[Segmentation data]
☆ ☆ ☆

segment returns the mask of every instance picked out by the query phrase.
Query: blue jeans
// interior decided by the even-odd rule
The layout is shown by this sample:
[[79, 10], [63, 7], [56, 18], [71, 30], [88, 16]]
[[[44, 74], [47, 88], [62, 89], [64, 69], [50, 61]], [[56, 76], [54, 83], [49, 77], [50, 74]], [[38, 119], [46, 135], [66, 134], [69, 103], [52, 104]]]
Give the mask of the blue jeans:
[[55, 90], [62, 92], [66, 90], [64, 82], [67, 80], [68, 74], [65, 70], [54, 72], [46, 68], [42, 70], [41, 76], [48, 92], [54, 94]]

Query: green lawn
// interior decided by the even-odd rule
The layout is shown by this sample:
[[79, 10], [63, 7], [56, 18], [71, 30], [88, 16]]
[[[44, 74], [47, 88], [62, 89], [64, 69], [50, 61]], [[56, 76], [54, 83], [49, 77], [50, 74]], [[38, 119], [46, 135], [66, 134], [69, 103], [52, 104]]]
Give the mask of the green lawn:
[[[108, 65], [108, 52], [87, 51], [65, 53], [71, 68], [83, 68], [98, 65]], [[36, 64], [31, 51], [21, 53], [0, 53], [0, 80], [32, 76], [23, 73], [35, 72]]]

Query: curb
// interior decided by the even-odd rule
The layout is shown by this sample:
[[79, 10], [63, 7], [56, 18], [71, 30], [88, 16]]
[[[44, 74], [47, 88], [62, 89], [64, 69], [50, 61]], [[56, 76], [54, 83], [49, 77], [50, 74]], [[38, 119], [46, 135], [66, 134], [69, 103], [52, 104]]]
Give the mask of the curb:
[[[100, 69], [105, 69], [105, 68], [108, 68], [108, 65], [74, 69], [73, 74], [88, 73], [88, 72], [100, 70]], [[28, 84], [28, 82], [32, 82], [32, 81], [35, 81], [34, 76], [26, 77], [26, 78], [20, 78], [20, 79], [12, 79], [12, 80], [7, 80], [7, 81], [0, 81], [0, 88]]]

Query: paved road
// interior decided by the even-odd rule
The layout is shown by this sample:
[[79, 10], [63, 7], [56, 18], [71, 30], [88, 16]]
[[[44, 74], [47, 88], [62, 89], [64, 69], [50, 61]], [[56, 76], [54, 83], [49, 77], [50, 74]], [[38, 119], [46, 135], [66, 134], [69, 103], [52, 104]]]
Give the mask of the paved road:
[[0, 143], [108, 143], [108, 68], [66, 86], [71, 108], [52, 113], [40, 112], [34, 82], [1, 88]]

☆ ☆ ☆

Reproduce every row above word for word, leaving nothing out and changing nothing.

segment returns the mask of every instance picked out by the query phrase.
Query: blue jeans
// interior decided by the even-odd rule
The layout is shown by this sample:
[[79, 10], [63, 7], [56, 18], [71, 30], [88, 16]]
[[[44, 74], [47, 88], [62, 89], [64, 69], [50, 61]], [[56, 76], [54, 83], [49, 77], [50, 74]], [[38, 119], [46, 135], [66, 134], [69, 103], [52, 104]]]
Give the mask of the blue jeans:
[[55, 90], [62, 92], [66, 90], [64, 82], [67, 80], [68, 74], [65, 70], [54, 72], [46, 68], [42, 70], [41, 76], [48, 92], [54, 94]]

Query: green lawn
// interior decided by the even-odd rule
The layout is shown by this sample:
[[79, 10], [63, 7], [56, 18], [71, 30], [88, 16]]
[[[44, 74], [47, 88], [62, 89], [64, 69], [50, 61]], [[56, 76], [54, 83], [49, 77], [50, 74]], [[38, 119], [46, 135], [66, 134], [69, 103], [52, 104]]]
Give the mask of the green lawn:
[[[108, 65], [108, 52], [87, 51], [65, 53], [71, 68], [83, 68], [98, 65]], [[36, 64], [31, 51], [21, 53], [0, 53], [0, 80], [32, 76], [23, 73], [35, 72]]]

Query: curb
// interior decided by the even-odd rule
The layout is shown by this sample:
[[79, 10], [63, 7], [56, 18], [71, 30], [88, 16]]
[[[44, 74], [47, 88], [62, 89], [64, 69], [50, 61]], [[56, 76], [54, 83], [49, 77], [50, 74]], [[38, 119], [46, 135], [66, 134], [69, 103], [52, 104]]]
Give the mask of the curb:
[[[100, 69], [105, 69], [105, 68], [108, 68], [108, 65], [74, 69], [73, 74], [88, 73], [88, 72], [100, 70]], [[28, 84], [28, 82], [32, 82], [32, 81], [35, 81], [34, 76], [26, 77], [26, 78], [20, 78], [20, 79], [12, 79], [12, 80], [7, 80], [7, 81], [0, 81], [0, 88]]]

Query: paved road
// interior decided by the even-odd rule
The layout is shown by this sample:
[[79, 10], [63, 7], [56, 18], [71, 30], [88, 16]]
[[[44, 74], [47, 88], [62, 89], [64, 69], [50, 61]], [[56, 76], [54, 83], [49, 77], [50, 74]], [[38, 119], [46, 135], [66, 134], [69, 103], [52, 104]]]
Give the mask of the paved road:
[[0, 143], [108, 143], [108, 68], [66, 86], [71, 108], [52, 113], [40, 112], [34, 82], [1, 88]]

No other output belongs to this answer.